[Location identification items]
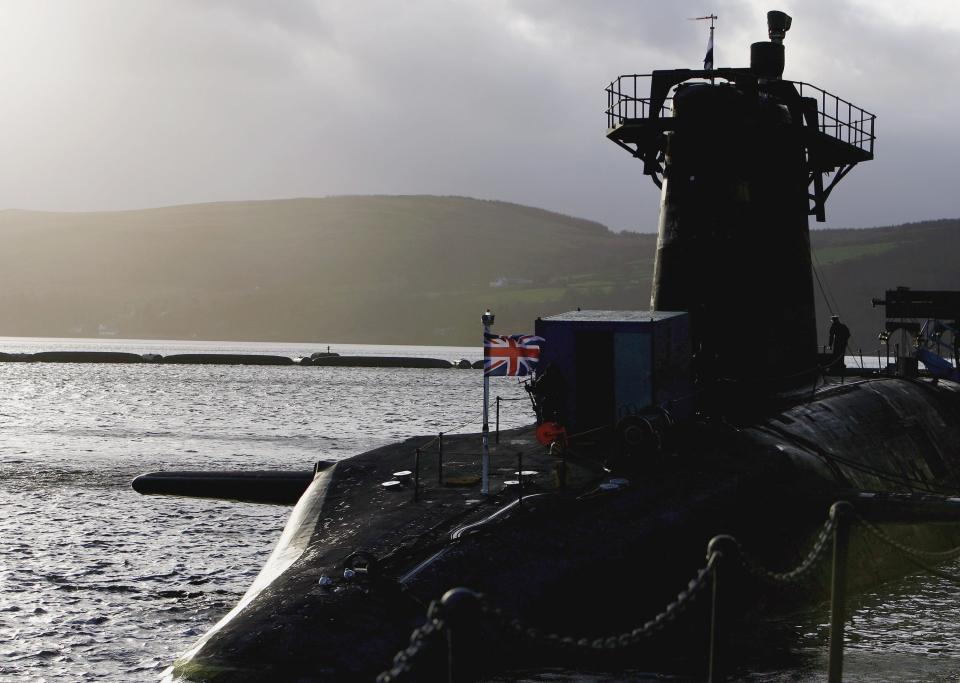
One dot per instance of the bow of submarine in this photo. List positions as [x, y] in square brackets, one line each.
[582, 560]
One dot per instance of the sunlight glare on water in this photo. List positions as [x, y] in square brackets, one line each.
[98, 583]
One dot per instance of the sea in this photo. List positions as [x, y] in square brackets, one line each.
[99, 583]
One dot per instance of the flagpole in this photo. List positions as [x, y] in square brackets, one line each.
[487, 319]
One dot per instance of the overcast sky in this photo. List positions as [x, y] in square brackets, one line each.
[111, 104]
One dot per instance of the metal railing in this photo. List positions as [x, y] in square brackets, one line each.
[624, 100]
[836, 116]
[839, 118]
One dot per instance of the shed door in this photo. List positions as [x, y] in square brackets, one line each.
[595, 383]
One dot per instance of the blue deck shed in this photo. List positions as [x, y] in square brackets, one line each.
[617, 363]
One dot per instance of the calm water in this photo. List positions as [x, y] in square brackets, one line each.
[99, 583]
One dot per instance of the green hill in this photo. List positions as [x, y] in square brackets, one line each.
[407, 269]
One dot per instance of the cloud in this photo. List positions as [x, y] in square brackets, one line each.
[112, 104]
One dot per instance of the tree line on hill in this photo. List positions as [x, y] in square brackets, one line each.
[384, 269]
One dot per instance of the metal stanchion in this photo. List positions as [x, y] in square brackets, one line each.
[520, 477]
[416, 476]
[840, 513]
[440, 459]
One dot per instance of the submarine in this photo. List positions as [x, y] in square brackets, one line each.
[710, 413]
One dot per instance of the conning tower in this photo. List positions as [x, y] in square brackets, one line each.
[742, 158]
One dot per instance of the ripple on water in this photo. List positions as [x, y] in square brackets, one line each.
[99, 583]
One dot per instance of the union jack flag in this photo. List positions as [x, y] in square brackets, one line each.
[512, 355]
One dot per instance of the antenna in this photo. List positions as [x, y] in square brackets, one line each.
[711, 17]
[707, 58]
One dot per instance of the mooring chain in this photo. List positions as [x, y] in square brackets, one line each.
[802, 570]
[936, 555]
[918, 557]
[627, 639]
[404, 660]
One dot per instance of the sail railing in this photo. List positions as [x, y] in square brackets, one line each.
[840, 118]
[624, 100]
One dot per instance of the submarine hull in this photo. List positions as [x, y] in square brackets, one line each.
[584, 560]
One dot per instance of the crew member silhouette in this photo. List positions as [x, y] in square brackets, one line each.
[839, 336]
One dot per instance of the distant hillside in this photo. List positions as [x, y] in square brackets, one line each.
[412, 269]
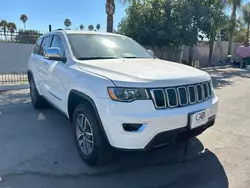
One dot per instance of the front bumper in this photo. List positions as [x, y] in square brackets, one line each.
[178, 135]
[173, 122]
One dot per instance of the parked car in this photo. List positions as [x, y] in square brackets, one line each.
[117, 94]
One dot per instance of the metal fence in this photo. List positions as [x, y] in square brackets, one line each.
[21, 36]
[13, 78]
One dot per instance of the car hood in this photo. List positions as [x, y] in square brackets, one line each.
[144, 72]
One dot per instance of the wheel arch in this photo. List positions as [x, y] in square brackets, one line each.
[75, 98]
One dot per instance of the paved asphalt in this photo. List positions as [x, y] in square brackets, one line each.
[37, 148]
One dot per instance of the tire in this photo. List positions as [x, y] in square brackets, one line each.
[94, 150]
[37, 100]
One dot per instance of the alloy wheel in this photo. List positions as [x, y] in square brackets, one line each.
[84, 134]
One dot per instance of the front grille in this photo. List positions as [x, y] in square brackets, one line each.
[181, 95]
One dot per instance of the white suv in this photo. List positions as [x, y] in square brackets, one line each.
[117, 94]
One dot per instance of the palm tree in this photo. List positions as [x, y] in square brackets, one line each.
[246, 17]
[91, 27]
[4, 24]
[24, 18]
[98, 26]
[11, 27]
[67, 23]
[81, 27]
[235, 5]
[110, 10]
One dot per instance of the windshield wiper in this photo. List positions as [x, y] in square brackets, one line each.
[135, 57]
[93, 58]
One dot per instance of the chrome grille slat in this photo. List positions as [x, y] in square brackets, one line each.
[189, 94]
[184, 95]
[181, 95]
[155, 99]
[168, 98]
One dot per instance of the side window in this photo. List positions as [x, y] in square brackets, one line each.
[45, 44]
[57, 42]
[37, 46]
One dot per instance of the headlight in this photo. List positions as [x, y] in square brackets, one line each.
[127, 94]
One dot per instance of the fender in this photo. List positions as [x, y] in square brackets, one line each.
[91, 101]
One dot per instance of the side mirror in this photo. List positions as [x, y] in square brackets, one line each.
[151, 52]
[53, 53]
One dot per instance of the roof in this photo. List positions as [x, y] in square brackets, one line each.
[86, 32]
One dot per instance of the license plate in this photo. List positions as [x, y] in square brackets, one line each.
[198, 119]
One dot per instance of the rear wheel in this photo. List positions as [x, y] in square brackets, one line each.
[37, 100]
[89, 138]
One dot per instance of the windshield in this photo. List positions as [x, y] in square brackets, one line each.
[94, 46]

» **WHAT THE TASK REQUIRES**
Can you arrange the lines of all the rows above as a JSON list of strings, with one string per line and any blank lines dropped? Leave the pictures out of it.

» **RESPONSE TO THE EXERCISE**
[
  "One dot per instance of the bow of submarine in this photo. List positions as [x, y] in square brackets, one line each.",
  "[582, 560]",
  "One dot per instance of the sunlight glare on water in this photo. List positions as [x, y] in square brackets, one line each.",
  "[98, 583]",
  "One dot per instance of the sea in this photo. List positions as [x, y] in square brackets, one line each.",
  "[99, 583]",
  "One dot per instance of the flagpole in this photo. List positions as [x, y] in square brackets, one line each.",
  "[487, 319]",
  "One dot per instance of the overcast sky in this photo. List positions as [x, y] in square brackets, one line each.",
  "[111, 104]",
  "One dot per instance of the metal railing in this photo. List positions as [x, y] in square brackets, one line each.",
  "[624, 100]",
  "[836, 116]",
  "[839, 118]",
  "One dot per instance of the shed door in this photo. List positions as [x, y] in square brackets, one line each.",
  "[595, 383]",
  "One dot per instance of the blue deck shed in this photo. List positions as [x, y] in square brackets, one line each.",
  "[617, 363]",
  "One dot per instance of the calm water in this photo. List positions as [x, y] in square brackets, one line each.",
  "[99, 583]",
  "One dot per instance of the green hill in this photo. List positions as [x, y] in square brackets, one line each.",
  "[407, 269]",
  "One dot per instance of the cloud in this photo. List positions as [x, y] in square brackets, one line each.",
  "[112, 104]",
  "One dot per instance of the tree line on hill in this photo. List positions as [x, y] in square brackets, one line each.",
  "[384, 269]",
  "One dot per instance of the metal stanchion in this photo. List positions as [x, y] in square brackets, one line each.",
  "[520, 477]",
  "[416, 476]",
  "[840, 513]",
  "[440, 459]",
  "One dot per instance of the submarine in this photo. List positions as [x, y] in square brackets, one line each.",
  "[710, 413]",
  "One dot per instance of the conning tower in this photo. List positions as [x, y] in square brackets, one line each.",
  "[742, 158]",
  "One dot per instance of the ripple on water in this photo. List positions as [x, y] in square brackets, one line each.",
  "[99, 583]",
  "One dot per instance of the union jack flag in this photo. List positions as [x, y] in square brackets, one line each.",
  "[512, 355]",
  "One dot per instance of the antenna in this photo. List positions as [x, y] in square brackets, one line each.",
  "[711, 17]",
  "[707, 58]",
  "One dot per instance of the mooring chain in this photo. List positions as [x, y] in square brackets, one line each.",
  "[802, 570]",
  "[936, 555]",
  "[918, 557]",
  "[627, 639]",
  "[404, 660]",
  "One dot per instance of the sail railing in this photo. List positions as [x, y] in square brackets, one line each.",
  "[840, 118]",
  "[624, 100]",
  "One dot per instance of the submarine hull in this photo. List positions as [x, y] in square brackets, one line each.",
  "[584, 560]",
  "One dot per instance of the crew member silhouette in this photo. List positions as [x, y] in square brackets, one line each.",
  "[839, 336]",
  "One dot per instance of the distant hillside in this photo. List positions as [x, y] in square brackets, one line each.",
  "[412, 269]",
  "One dot per instance of the front bumper in this photo. List positions as [x, y] in square brackets, one line each.",
  "[178, 135]",
  "[173, 122]",
  "One dot per instance of the parked car in this photo. List positions as [x, y] in square brackets, one line each.",
  "[117, 94]",
  "One dot per instance of the metal fence in this photo. List positions as [x, y] in square brackets, one line each.",
  "[21, 36]",
  "[13, 78]",
  "One dot per instance of the car hood in this photo. List positions as [x, y] in square brackets, one line each.",
  "[144, 72]",
  "One dot per instance of the wheel arch in this photo. List positions as [x, y] in square brackets, one line each.",
  "[75, 98]",
  "One dot per instance of the paved asphalt in this photo. List positions as [x, y] in square brackets, one line each.",
  "[37, 148]",
  "One dot per instance of the tire in this photo. List positions as [x, y] in square brackets, one line each.",
  "[94, 150]",
  "[37, 100]",
  "One dot per instance of the alloy wheel in this photo. List positions as [x, y] in square brackets, one line each.",
  "[84, 134]",
  "One dot per instance of the front grille in this photo. List positions as [x, y] in square brackets, one line each.",
  "[181, 95]",
  "One dot per instance of the white suv in this photo. List positions as [x, y] in square brackets, one line each.",
  "[117, 94]",
  "One dot per instance of the palm tree in this photo. List positions as [x, y] in square brackets, one line each.",
  "[246, 17]",
  "[91, 27]",
  "[4, 24]",
  "[24, 18]",
  "[98, 26]",
  "[11, 27]",
  "[67, 23]",
  "[81, 27]",
  "[235, 5]",
  "[110, 10]",
  "One dot per instance of the windshield wiper in this photo. List positions as [x, y] in square brackets, one line each.",
  "[135, 57]",
  "[93, 58]",
  "One dot per instance of the chrome grille slat in this photo. List positions as [x, y] in square brackets, one line each.",
  "[189, 94]",
  "[184, 95]",
  "[181, 95]",
  "[155, 99]",
  "[168, 98]",
  "One dot per instance of the side window in this photo. List positions as [x, y] in square brackets, one line each.",
  "[45, 44]",
  "[57, 42]",
  "[37, 46]",
  "One dot per instance of the headlight in this photo. List positions as [x, y] in square brackets, one line each.",
  "[127, 94]",
  "One dot per instance of the fender in this photo. List positions as [x, y] in square brackets, one line each.",
  "[91, 101]",
  "One dot per instance of the side mirror in this photo. List positions as [x, y] in square brackets, one line each.",
  "[151, 52]",
  "[53, 53]",
  "One dot per instance of the roof in this photo. List positions as [x, y] in square brackets, one line each.",
  "[86, 32]",
  "One dot per instance of the license plate in this photo. List positions as [x, y] in square brackets, one line each.",
  "[198, 119]",
  "One dot per instance of the rear wheel in this photo. List positions as [x, y] in square brackets, one line each.",
  "[37, 100]",
  "[89, 138]",
  "One dot per instance of the windshield in this photo. List positions as [x, y] in square brackets, one line each.",
  "[94, 46]"
]